— Text provided —

Python DataFrame - Boxplot of a data column (which contains 20+ values in a form of a list)

34 views Asked by At

I am bit new to this.

Consider a dataframe:

df = pd.DataFrame({'info':['1a','1b','1a','1b','1a','1b'],'list1': np.random.randint(0, 10, (6,15)).tolist()},index=list('AABBCC'))

print(df)

I wish to be able to create a boxplot(preferably using seaborn), with a "hue" applied to the 'info' column such that the box(or boxenplot) plot for each of the index A,B,C are next to one another - in a single plot of size plt.figure(figsize=X,Y).

I am familiar with plotting from dataframe where single values per column. However I am struggling to plot it eloquently when there is a list.

(Raw records)
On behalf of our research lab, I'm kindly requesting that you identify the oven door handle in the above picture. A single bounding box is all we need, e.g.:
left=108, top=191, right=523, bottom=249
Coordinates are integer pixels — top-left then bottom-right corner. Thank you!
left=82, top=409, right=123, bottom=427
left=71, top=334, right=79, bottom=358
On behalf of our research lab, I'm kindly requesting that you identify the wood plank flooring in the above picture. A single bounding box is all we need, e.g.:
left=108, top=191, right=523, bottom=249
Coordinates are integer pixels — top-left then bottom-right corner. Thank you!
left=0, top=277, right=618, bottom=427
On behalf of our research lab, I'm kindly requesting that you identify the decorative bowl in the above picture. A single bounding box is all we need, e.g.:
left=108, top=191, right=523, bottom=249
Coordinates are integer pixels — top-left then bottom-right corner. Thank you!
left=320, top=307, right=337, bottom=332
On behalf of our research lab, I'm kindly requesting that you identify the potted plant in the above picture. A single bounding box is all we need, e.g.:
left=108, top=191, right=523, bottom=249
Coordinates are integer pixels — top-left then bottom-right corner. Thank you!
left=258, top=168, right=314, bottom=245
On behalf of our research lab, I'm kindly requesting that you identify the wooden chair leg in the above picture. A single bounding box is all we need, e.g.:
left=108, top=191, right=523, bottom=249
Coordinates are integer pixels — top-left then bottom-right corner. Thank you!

— What to do —
a) According to the boxplot question, why is the asker having trouble making this plot? Answer in one to three sentences.
b) Keep writing the question about the seaborn boxplot of a list column, picking up right after its final sentence.

— Responses in order —
a) Each entry in the 'list1' column holds a whole list of values instead of a single value. The asker only knows how to plot from a dataframe that has one value per column entry, so the list makes it hard to plot neatly.

b)
1

There are 1 answers

0
Ian Thompson On

You'll need to explode your list1 series into long or "tidy" data before using seaborn.boxplot.

from matplotlib import pyplot as plt
import numpy as np
import pandas as pd
import seaborn as sns


df = pd.DataFrame(
    data={
        "info": ["1a", "1b", "1a", "1b", "1a", "1b"],
        "list1": np.random.randint(0, 10, (6, 15)).tolist(),
    },
    index=list("AABBCC"),
)
df = df.explode(column="list1")
sns.boxplot(data=df, x=df.index, y="list1", hue="info")
plt.show()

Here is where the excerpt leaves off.